▶ [Task instructions] Rescale the part of the material that opens with the line containing "Each instance of the roof" and closes with the line containing "[[94, 103], [15, 92]]". Write out every line of that part again, requests included, multiplying each answer coordinate by 1.4 and rounding to whole numbers (halves up), but keep the sample coordinates in the requests unchanged.

▶ [Data provided]
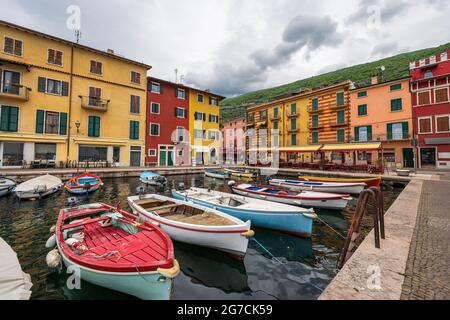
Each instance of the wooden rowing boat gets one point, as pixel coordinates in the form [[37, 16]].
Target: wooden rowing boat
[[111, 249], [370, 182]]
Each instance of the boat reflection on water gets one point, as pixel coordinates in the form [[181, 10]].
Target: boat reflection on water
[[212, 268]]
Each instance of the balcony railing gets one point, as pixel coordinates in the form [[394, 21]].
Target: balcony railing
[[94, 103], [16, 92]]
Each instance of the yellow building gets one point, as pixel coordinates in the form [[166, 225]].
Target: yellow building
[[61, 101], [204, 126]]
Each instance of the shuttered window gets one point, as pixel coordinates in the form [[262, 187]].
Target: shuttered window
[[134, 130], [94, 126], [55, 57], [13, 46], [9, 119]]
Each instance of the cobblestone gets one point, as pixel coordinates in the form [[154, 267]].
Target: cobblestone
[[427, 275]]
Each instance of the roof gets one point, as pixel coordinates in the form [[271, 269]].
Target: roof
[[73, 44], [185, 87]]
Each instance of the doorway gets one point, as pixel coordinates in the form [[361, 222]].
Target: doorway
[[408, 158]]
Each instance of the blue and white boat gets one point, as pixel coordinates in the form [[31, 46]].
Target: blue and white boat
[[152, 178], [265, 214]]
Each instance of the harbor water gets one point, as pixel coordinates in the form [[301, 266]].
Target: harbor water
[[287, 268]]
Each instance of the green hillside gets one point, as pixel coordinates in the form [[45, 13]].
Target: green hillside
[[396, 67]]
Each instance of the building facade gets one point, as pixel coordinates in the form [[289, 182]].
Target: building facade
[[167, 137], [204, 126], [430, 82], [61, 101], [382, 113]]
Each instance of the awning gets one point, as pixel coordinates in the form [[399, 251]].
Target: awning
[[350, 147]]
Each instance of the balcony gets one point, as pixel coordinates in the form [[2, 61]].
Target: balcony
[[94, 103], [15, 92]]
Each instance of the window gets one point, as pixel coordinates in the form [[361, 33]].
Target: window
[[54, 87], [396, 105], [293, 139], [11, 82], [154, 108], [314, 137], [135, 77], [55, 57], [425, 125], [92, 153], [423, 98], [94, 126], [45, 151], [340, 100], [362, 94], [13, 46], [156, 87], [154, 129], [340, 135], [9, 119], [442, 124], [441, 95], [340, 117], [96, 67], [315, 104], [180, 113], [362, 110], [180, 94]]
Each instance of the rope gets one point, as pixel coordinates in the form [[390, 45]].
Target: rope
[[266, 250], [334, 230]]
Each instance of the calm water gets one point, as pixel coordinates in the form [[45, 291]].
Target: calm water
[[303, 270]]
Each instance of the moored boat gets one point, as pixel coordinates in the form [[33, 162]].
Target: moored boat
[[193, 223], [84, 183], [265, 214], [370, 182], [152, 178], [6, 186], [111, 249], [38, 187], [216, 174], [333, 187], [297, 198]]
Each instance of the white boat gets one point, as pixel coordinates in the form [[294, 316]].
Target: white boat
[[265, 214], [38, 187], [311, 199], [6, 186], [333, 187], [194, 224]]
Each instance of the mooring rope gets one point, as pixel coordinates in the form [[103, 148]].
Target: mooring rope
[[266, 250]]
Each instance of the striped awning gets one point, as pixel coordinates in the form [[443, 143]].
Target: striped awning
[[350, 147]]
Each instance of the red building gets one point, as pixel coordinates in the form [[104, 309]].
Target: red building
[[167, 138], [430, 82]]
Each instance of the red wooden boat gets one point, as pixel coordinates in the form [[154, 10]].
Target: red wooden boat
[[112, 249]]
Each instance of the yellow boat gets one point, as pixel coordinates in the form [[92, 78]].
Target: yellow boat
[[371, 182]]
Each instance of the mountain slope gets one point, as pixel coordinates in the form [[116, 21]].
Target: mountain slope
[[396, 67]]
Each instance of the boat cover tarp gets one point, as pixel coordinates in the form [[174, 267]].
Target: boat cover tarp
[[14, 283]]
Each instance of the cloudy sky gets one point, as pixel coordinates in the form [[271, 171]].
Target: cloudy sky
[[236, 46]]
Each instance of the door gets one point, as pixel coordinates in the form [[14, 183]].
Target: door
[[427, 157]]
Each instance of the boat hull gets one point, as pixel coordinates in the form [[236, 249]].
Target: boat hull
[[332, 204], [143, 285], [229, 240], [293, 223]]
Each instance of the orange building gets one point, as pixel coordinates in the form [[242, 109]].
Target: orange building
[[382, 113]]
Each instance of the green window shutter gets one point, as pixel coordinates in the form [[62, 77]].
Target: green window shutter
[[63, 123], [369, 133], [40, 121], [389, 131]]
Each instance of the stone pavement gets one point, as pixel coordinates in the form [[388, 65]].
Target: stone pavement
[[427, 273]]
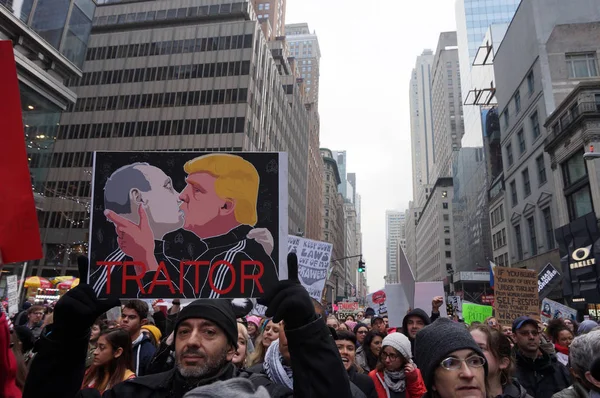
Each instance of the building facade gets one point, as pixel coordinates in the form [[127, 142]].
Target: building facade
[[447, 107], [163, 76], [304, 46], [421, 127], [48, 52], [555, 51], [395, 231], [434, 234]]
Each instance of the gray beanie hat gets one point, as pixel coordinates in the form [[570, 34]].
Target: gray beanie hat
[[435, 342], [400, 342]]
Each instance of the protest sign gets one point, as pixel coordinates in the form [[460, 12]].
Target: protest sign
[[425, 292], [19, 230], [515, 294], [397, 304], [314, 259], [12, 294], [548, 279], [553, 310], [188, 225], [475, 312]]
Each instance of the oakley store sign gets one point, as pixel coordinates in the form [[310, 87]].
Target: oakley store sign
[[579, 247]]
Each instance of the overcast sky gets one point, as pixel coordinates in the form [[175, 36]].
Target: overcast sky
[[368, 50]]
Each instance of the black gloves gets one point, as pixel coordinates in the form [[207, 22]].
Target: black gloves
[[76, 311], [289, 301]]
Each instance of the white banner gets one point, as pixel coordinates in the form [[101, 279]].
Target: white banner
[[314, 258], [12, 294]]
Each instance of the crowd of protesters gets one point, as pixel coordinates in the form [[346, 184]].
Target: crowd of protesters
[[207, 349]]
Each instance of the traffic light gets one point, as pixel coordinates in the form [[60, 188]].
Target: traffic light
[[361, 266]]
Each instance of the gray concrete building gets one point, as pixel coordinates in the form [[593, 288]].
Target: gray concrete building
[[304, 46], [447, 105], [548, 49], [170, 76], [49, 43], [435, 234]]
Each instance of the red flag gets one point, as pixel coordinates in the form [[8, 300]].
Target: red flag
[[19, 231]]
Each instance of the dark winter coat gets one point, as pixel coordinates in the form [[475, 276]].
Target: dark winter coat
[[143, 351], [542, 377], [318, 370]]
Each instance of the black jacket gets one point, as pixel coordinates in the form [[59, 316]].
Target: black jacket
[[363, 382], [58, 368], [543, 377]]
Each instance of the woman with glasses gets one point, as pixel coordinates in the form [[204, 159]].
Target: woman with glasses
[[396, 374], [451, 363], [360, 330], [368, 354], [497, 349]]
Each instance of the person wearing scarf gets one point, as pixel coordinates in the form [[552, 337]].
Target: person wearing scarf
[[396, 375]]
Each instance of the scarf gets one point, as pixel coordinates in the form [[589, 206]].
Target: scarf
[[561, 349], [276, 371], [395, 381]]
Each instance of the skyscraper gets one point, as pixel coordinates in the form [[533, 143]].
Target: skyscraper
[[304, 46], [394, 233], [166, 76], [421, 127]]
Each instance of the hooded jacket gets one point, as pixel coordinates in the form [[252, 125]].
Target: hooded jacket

▶ [Output of the exercise]
Each instance of the roof gets one point, as pixel coordinates in the form [[271, 269]].
Target: roof
[[102, 62], [259, 122]]
Each instance of the doorway gets one point, as pixel coordinates in the form [[361, 222]].
Target: doorway
[[571, 221]]
Each instance of the blue and white boat gets one point, as pixel coordinates in the form [[31, 46]].
Target: blue and white boat
[[213, 249], [371, 300]]
Each instance of the harbor water gets one point, as pixel coordinates in the form [[301, 266]].
Target: harbor water
[[402, 375]]
Each instance of the green hillside gets one point, as pixel coordinates in the form [[45, 13]].
Target: green hillside
[[554, 94]]
Each instance of the building facade gets one point, as pixel coordinates in the form [[289, 182]].
Target: building facade
[[234, 192], [286, 176], [602, 115], [85, 141], [535, 158]]
Each instance of the awning gets one point, as pixel coordinates in the form [[399, 251]].
Target: awning
[[490, 206]]
Each instance of the balcony gets one point, as pixel coordinates in the form [[2, 61]].
Target: balcony
[[132, 144], [21, 129]]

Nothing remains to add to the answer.